- [GOAL]: What follows is a block of records; reproduce all of it verbatim.

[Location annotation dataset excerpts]
-- BEGIN --
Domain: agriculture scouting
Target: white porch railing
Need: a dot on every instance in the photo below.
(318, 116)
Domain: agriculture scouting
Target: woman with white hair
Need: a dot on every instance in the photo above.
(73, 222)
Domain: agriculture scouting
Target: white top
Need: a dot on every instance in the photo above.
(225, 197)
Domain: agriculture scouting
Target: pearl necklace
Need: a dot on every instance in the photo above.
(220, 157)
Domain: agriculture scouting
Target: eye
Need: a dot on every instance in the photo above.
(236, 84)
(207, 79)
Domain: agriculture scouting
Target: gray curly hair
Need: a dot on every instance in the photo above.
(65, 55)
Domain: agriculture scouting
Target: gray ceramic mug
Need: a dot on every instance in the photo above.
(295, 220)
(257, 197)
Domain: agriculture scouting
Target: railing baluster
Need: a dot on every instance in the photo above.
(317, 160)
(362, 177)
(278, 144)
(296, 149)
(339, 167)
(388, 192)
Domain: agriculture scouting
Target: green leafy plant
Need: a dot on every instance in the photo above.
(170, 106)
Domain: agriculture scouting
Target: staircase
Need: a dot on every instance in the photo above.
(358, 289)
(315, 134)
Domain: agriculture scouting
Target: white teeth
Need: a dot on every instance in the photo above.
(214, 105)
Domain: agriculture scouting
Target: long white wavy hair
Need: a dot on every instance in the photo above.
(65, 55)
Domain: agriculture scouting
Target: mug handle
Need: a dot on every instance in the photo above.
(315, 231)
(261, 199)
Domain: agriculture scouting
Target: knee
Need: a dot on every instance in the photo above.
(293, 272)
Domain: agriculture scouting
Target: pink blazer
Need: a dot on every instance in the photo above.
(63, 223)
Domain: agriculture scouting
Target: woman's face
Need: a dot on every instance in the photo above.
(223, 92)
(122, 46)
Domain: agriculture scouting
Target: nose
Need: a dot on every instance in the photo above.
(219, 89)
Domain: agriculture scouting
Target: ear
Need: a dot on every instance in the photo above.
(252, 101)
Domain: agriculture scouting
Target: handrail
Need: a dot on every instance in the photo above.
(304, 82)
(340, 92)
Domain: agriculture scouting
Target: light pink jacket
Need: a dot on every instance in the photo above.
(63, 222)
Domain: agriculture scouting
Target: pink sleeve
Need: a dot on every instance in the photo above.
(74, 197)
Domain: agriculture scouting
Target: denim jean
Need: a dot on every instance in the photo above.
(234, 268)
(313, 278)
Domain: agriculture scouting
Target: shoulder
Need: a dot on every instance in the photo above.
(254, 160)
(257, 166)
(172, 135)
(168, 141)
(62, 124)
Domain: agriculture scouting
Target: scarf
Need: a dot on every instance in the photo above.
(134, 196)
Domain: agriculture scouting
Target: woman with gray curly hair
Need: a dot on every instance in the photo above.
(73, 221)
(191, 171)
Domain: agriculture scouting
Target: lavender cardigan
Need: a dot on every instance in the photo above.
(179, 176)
-- END --
- [REPLY]:
Domain: agriculture scouting
Target: white porch railing
Need: a dot on every instance in the photo below.
(318, 116)
Domain: agriculture scouting
Target: woman with white hair
Need: a dot on every instance in the photo above.
(73, 222)
Domain: agriculture scouting
Target: white top
Need: a dot on every instance in the photo above.
(225, 197)
Domain: agriculture scouting
Target: pearl necklace
Need: a dot on every instance in the photo above.
(220, 157)
Domain: agriculture scouting
Target: eye
Need: a dot on every instance in the photo above.
(236, 84)
(207, 79)
Domain: agriculture scouting
Target: gray curly hair
Need: a dot on every instance in the photo above.
(65, 55)
Domain: agriculture scouting
Target: gray ceramic mug
Need: a dot on every instance in the photo above.
(295, 220)
(257, 197)
Domain: agriculture scouting
Target: railing baluster
Need: a dot on every instance in the photo above.
(317, 160)
(362, 177)
(278, 144)
(296, 149)
(339, 167)
(388, 192)
Domain: agriculture scouting
Target: green leafy plant
Need: a dot on every instance in the photo above.
(170, 106)
Domain: agriculture scouting
Target: staircase
Need: a dot on every instance in the photo above.
(358, 289)
(315, 134)
Domain: agriculture scouting
Target: white teeth
Need: a dot on every instance in the photo above.
(214, 105)
Domain: agriculture scouting
Target: long white wavy hair
Need: a dot on every instance in the photo above.
(65, 55)
Domain: agriculture scouting
Target: mug handle
Need: a dot on every instance in the photo above.
(315, 231)
(261, 199)
Domain: agriculture scouting
Target: knee
Need: a dot on every instance in the photo above.
(293, 272)
Domain: agriculture scouting
Target: pink blazer
Need: a dot on every instance in the photo above.
(63, 223)
Domain: agriculture scouting
Target: woman's face
Need: a dot on every instance in the photo above.
(223, 92)
(122, 46)
Domain: agriculture scouting
Target: nose
Need: a dot on every instance in the photo above.
(219, 89)
Domain: agriculture scouting
Target: ear
Need: a dot on every instance in the photo above.
(252, 101)
Domain: agriculture scouting
Target: handrail
Need: a dot on every instance in the photo above.
(304, 82)
(340, 92)
Domain: agriculture scouting
Target: light pink jacket
Need: a dot on every instance in the photo above.
(63, 222)
Domain: agriculture scouting
Target: pink sleeve
Need: a dot on every instance in the photo above.
(74, 197)
Domain: agriculture scouting
Target: denim jean
Need: a dot on every instance in the photo above.
(234, 268)
(313, 278)
Domain: agriculture scouting
Target: shoulder
Need: a dot on every instance in the photo above.
(254, 160)
(257, 166)
(172, 135)
(168, 141)
(62, 124)
Domain: agriculture scouting
Target: scarf
Need: a dot on every instance in the photo above.
(134, 196)
Domain: agriculture scouting
Target: woman with gray curly hair
Need: a dot on every instance in the photo above.
(73, 221)
(191, 171)
Domain: agriculture scouting
Target: lavender cardigan
Need: a dot on every instance in the photo above.
(179, 176)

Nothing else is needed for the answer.